-- Tasks to perform --
[1] Answer these from the article about UBS and Sergio Ermotti:
(a) During which years was Ermotti the UBS boss the first time?
(b) On what date will he take the helm?
(c) What price did UBS pay for Credit Suisse?
[2] List every immediate challenge that the article about UBS and Sergio Ermotti names for his second stint as chief executive.

-- Passage to read --
Sergio Ermotti will return to his former role as UBS chief executive in April - FABRICE COFFRINI/AFP via Getty Images

UBS has rehired its former chief executive as it works out how to navigate its mammoth rescue of rival Credit Suisse.

Sergio Ermotti was a key figure in rebuilding the banking sector after the financial crisis during his time as UBS boss from 2011 to 2020.

His immediate challenges in his second stint as chief executive will be laying off thousands of staff, cutting back Credit Suisse’s investment bank and reassuring wealthy customers that their cash is safe.

Mr Ermotti, the current chairman of Swiss Re, will take the helm from April 5.

UBS took over its troubled rival Credit Suisse for 3 billion Swiss francs (£2.7bn) earlier this month in a government-brokered deal after a crisis of confidence in the banking sector.

Read the latest updates below.

[Dataset items]
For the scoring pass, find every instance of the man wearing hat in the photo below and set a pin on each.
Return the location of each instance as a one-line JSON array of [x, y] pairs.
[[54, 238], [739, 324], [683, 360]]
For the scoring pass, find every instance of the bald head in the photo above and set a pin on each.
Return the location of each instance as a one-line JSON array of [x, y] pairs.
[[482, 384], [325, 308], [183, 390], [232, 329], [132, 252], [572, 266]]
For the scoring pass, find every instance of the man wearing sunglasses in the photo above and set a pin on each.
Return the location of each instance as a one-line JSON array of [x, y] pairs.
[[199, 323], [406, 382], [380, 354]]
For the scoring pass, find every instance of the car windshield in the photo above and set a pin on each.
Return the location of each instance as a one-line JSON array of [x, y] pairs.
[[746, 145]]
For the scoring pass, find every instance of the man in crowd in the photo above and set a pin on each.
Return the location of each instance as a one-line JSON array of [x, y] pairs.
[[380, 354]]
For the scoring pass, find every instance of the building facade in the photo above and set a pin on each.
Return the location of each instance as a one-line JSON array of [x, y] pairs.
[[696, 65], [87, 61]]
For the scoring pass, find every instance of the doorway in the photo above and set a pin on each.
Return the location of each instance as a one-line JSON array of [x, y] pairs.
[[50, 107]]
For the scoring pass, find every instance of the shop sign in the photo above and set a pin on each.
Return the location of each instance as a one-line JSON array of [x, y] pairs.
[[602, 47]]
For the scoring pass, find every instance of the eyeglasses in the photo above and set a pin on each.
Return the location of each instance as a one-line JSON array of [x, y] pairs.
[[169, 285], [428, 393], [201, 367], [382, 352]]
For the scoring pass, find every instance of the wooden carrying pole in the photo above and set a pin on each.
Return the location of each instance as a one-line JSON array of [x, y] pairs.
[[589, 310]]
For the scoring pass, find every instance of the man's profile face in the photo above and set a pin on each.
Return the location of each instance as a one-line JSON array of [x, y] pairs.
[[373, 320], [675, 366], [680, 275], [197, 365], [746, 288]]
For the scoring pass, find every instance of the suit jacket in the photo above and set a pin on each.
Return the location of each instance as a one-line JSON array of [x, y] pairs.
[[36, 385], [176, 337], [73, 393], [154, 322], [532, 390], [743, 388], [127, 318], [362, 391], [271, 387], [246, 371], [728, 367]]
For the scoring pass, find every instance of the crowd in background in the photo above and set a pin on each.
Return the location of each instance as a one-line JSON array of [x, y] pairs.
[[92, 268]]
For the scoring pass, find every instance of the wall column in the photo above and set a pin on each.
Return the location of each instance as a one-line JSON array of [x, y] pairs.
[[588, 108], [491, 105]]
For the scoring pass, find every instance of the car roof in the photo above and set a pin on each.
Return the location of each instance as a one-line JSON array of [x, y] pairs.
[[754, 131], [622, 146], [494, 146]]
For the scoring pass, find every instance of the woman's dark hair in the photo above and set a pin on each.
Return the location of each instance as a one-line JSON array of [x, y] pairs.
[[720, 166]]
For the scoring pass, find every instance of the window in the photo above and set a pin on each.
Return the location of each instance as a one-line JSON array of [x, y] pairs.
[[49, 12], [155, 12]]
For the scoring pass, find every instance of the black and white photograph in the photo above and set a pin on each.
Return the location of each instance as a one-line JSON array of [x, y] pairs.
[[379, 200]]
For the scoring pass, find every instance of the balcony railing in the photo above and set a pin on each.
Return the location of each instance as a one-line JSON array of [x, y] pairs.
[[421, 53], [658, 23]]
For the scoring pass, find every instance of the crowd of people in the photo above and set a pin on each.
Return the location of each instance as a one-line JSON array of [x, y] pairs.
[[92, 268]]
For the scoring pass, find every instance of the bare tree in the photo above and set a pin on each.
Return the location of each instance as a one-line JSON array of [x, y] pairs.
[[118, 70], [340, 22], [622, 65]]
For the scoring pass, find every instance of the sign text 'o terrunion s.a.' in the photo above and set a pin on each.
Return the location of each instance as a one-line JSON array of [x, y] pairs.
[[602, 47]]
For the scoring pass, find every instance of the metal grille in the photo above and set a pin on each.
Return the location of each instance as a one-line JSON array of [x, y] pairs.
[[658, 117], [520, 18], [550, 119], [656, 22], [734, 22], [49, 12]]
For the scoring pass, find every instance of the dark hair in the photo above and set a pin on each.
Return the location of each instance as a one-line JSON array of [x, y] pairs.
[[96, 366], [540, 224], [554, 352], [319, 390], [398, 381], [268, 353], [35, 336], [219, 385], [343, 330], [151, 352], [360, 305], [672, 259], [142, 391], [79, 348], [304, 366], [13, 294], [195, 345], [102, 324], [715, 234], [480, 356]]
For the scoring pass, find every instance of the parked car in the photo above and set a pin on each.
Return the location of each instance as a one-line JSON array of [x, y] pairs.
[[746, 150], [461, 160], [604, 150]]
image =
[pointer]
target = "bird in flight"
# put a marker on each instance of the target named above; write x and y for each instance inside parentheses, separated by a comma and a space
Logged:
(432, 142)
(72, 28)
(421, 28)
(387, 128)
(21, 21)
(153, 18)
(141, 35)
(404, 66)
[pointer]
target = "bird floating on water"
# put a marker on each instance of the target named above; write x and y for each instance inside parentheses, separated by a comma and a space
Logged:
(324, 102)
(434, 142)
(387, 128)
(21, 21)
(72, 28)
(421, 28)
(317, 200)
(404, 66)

-- Results of the exercise --
[1]
(a) From 2011 to 2020.
(b) April 5.
(c) 3 billion Swiss francs (£2.7bn).

[2]
- Laying off thousands of staff
- Cutting back Credit Suisse's investment bank
- Reassuring wealthy customers that their cash is safe